Reproduce literalmente el fragmento del texto sobre los solicitantes de asilo en Grecia que va desde "Otro solicitante de" hasta "comenta con resentimiento.".

Texto de estudio |
------------
El tiempo transcurre en Grecia sin descuidar el teléfono móvil a la espera de la llamada que les cite para acudir a las diferentes entrevistas dentro del proceso de reubicación y reunificación. “Llevo cuatro meses esperando este día”, comenta un joven en el campamento de Nea Kavala tras regresar de una de las entrevistas del proceso de reubicación. Pese a ello, no lo dice con entusiasmo. La experiencia de los demás no le permite tener un aliento de esperanza. “Sé que voy a tener que esperar más meses para la última entrevista y, después, otros meses hasta que llegue al destino”, sentencia.
Otro solicitante de asilo centra su rabia en las instituciones. “Nos hemos quedado sorprendidos de lo que es Europa. En Siria la gente pensaba que era la tierra de la solidaridad, de ayudar, pero nos hemos sorprendido”, opina. Un joven palestino nacido en Siria califica el cierre de fronteras como “traumático”. “La ONU nos decía que abrirían las fronteras, pero nunca lo hicieron. Hemos perdido toda la esperanza y la paciencia”, añade.
“Para mí, esto no es Europa”
El 23 de febrero se cumplió un año de la llegada de Mouyad a Grecia con su mujer, sus cinco hijos (3, 9, 14, 15 y 17 años), su madre de 70 años –que no puede andar– y la familia de su hermana. “Desde el primer momento que llegamos aquí, estamos esperando. Primero junto a la frontera, luego para la primera entrevista, la segunda…y ahora llevo tres meses esperando a que me llamen para la última”, comenta con resentimiento.
“Ya pusimos en peligro nuestras vidas para llegar aquí y mucha gente está pensando en volver a hacerlo, pero sin dinero, sin esperanza”, apunta Mouyad. “Para mí, esto no es Europa. No vine a Europa a estar sentado, a que me den dinero y comida. Vine a encontrar trabajo, soy una persona responsable. Solo queremos una oportunidad”, critica.
------------
Datos para analizar |
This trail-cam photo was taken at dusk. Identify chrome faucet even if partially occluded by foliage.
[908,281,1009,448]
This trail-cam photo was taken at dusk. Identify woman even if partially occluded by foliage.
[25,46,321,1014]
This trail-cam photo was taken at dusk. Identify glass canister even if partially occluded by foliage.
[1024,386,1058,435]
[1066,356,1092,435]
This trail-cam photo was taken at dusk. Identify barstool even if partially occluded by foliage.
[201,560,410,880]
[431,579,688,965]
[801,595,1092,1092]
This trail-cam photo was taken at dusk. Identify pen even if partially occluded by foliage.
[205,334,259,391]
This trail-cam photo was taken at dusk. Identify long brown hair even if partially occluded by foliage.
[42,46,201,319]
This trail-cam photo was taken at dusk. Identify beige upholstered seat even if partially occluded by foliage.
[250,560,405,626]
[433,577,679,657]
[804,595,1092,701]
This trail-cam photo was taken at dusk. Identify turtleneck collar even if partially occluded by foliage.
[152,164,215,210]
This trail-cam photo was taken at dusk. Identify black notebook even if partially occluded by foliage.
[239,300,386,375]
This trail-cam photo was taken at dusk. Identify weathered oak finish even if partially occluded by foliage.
------------
Respuesta esperada |
Otro solicitante de asilo centra su rabia en las instituciones. “Nos hemos quedado sorprendidos de lo que es Europa. En Siria la gente pensaba que era la tierra de la solidaridad, de ayudar, pero nos hemos sorprendido”, opina. Un joven palestino nacido en Siria califica el cierre de fronteras como “traumático”. “La ONU nos decía que abrirían las fronteras, pero nunca lo hicieron. Hemos perdido toda la esperanza y la paciencia”, añade.
“Para mí, esto no es Europa”
El 23 de febrero se cumplió un año de la llegada de Mouyad a Grecia con su mujer, sus cinco hijos (3, 9, 14, 15 y 17 años), su madre de 70 años –que no puede andar– y la familia de su hermana. “Desde el primer momento que llegamos aquí, estamos esperando. Primero junto a la frontera, luego para la primera entrevista, la segunda…y ahora llevo tres meses esperando a que me llamen para la última”, comenta con resentimiento.